**What you need to do**
Beginning at the first line of the material, output each line exactly until you reach and include the line containing "Target: scattered tree in field". Leave every picture out.

**The input**

Start of Block

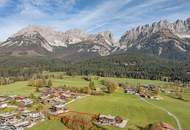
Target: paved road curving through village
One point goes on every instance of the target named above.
(75, 100)
(165, 110)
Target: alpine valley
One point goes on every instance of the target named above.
(165, 42)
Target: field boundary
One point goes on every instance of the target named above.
(168, 112)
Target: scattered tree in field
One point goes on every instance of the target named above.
(157, 90)
(74, 122)
(92, 85)
(49, 83)
(111, 86)
(141, 89)
(87, 90)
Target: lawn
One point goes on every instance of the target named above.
(178, 107)
(21, 88)
(49, 125)
(17, 88)
(128, 106)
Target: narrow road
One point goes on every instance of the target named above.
(165, 110)
(75, 100)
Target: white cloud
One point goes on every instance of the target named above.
(3, 2)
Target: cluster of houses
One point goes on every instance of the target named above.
(20, 117)
(20, 120)
(109, 120)
(145, 91)
(57, 98)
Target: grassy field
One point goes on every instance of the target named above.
(128, 106)
(18, 88)
(21, 88)
(178, 107)
(138, 112)
(49, 125)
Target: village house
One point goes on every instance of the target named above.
(130, 90)
(109, 120)
(27, 101)
(8, 127)
(3, 105)
(6, 117)
(58, 109)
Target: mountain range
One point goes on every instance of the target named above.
(163, 38)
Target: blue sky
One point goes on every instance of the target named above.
(89, 15)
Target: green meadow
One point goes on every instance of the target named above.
(138, 113)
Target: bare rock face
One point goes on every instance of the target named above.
(27, 43)
(101, 43)
(159, 38)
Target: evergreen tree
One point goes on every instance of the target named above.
(50, 83)
(92, 85)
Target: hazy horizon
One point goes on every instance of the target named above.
(90, 16)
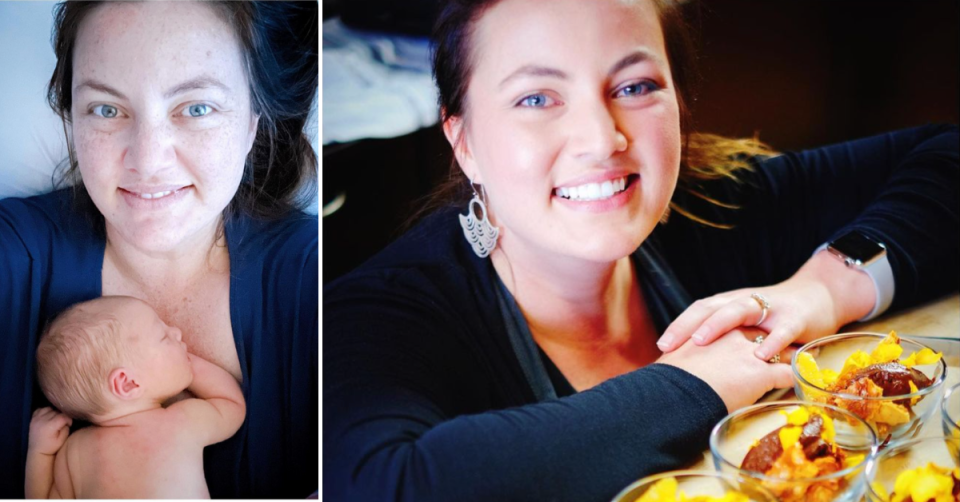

End of Block

**Task solution**
Target: paved road curving through village
One point goes on every instance of the target named above.
(75, 100)
(165, 110)
Target: alpine valley
One point goes on every instance of the target named above.
(165, 42)
Target: field boundary
One point goes on every instance of the target named above.
(168, 112)
Target: scattered tree in field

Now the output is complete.